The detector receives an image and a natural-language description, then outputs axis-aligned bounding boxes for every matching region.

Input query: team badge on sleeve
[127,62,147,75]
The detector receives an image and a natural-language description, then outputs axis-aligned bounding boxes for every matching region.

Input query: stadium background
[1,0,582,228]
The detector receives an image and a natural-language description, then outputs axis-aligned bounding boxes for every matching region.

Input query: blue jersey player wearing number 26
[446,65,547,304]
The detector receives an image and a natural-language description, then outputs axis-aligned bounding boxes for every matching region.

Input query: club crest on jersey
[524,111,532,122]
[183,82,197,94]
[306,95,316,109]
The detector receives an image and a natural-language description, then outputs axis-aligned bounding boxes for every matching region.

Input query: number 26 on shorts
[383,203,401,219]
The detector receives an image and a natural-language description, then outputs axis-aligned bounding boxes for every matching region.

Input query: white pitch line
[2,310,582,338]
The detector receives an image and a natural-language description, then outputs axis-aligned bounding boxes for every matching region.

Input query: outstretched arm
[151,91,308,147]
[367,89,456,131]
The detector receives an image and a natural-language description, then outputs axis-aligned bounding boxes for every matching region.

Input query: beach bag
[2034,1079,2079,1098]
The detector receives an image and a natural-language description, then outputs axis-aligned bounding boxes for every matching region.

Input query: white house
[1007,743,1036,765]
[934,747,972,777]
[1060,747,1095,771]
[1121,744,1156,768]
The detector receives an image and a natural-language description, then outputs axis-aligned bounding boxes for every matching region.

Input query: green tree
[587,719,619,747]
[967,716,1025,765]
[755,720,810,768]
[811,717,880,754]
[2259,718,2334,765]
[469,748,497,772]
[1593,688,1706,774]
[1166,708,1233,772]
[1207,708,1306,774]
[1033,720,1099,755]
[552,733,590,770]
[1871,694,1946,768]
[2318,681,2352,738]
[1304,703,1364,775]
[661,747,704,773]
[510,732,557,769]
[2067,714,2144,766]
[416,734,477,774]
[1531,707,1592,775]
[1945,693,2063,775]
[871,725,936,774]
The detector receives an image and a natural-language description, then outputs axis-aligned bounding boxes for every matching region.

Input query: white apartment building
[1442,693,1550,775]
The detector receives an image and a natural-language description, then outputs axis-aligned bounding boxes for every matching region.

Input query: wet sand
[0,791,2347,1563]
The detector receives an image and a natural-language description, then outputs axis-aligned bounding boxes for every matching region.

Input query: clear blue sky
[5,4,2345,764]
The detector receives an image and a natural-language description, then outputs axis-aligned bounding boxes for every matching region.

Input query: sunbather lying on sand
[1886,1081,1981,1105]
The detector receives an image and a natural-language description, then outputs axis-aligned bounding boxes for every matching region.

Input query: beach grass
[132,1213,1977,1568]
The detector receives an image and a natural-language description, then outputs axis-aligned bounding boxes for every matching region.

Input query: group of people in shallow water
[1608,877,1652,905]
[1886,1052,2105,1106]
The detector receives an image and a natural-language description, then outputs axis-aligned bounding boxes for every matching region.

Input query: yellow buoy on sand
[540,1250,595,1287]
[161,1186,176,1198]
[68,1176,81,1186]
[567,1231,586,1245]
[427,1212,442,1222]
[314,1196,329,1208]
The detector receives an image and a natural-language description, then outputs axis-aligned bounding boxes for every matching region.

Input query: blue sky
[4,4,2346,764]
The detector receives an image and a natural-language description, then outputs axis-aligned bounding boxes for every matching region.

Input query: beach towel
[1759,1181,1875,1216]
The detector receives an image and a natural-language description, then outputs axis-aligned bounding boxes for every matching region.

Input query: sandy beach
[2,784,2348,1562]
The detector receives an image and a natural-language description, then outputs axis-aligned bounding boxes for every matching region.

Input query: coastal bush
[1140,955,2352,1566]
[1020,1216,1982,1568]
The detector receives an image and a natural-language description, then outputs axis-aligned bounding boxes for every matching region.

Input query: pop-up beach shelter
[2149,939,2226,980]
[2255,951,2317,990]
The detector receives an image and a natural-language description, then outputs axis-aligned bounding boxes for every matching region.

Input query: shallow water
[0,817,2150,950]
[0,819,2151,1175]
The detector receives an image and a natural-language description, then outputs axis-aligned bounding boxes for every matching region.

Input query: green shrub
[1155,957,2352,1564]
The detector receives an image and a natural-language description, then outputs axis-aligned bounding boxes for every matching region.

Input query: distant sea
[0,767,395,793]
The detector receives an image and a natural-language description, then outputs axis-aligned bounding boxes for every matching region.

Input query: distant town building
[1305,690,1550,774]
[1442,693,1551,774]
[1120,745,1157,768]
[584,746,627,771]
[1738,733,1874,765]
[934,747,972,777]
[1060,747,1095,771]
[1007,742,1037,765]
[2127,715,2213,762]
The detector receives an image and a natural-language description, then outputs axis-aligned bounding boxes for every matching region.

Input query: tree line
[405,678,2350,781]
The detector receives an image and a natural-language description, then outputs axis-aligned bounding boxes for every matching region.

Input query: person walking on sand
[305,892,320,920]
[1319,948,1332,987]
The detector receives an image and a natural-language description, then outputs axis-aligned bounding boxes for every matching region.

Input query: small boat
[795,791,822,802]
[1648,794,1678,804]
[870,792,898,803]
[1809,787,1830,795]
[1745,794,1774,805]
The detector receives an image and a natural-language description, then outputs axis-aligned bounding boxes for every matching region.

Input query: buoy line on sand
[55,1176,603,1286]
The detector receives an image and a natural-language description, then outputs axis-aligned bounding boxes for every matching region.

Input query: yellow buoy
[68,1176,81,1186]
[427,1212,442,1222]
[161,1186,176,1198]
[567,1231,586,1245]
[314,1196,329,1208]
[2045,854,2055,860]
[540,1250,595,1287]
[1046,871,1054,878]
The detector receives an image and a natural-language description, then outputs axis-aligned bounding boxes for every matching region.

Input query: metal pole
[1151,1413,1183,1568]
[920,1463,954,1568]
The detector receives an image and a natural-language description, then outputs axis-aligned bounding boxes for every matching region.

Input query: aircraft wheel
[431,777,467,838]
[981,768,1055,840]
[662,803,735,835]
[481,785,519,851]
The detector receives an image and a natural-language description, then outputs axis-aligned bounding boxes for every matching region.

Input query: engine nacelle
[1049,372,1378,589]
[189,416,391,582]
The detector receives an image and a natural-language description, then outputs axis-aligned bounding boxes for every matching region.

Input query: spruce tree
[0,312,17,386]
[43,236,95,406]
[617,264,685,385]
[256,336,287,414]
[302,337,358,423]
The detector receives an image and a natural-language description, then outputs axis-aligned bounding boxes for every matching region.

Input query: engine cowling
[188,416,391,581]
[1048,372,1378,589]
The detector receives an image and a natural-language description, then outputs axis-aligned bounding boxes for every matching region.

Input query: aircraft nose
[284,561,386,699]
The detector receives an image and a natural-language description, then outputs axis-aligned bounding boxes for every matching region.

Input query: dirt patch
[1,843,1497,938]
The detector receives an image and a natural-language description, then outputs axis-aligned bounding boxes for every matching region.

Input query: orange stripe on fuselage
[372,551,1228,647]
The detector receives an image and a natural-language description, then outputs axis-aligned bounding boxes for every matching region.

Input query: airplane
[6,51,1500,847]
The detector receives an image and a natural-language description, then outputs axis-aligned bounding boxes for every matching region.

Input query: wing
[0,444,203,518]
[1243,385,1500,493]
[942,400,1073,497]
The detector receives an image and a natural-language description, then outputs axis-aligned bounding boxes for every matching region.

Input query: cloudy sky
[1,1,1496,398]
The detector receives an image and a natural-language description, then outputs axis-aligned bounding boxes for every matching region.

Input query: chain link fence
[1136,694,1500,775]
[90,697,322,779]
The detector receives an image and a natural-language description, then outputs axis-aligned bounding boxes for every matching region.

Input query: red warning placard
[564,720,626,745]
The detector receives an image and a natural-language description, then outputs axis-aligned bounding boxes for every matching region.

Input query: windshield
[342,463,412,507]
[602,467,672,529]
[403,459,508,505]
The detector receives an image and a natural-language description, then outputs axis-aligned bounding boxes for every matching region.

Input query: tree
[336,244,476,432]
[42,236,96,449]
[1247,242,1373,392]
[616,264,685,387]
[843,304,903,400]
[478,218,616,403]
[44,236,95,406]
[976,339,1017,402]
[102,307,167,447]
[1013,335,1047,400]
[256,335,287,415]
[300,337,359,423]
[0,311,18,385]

----

YOUR ASSIGNMENT
Give back exactly the lines from the line containing "Input query: windshield" to the end of the entries, and no other lines.

ANSWER BOX
Input query: windshield
[342,463,412,507]
[602,467,672,529]
[403,459,508,505]
The detector receives an image and a natural-language description, then outputs axis-aligned bounding boxes for every matching region.

Input query: tree
[336,244,476,432]
[42,236,96,449]
[1247,242,1373,392]
[616,264,685,387]
[843,304,903,400]
[478,218,616,403]
[44,236,95,406]
[976,339,1017,402]
[102,307,167,447]
[1013,335,1047,400]
[256,335,287,415]
[300,337,359,423]
[0,311,18,385]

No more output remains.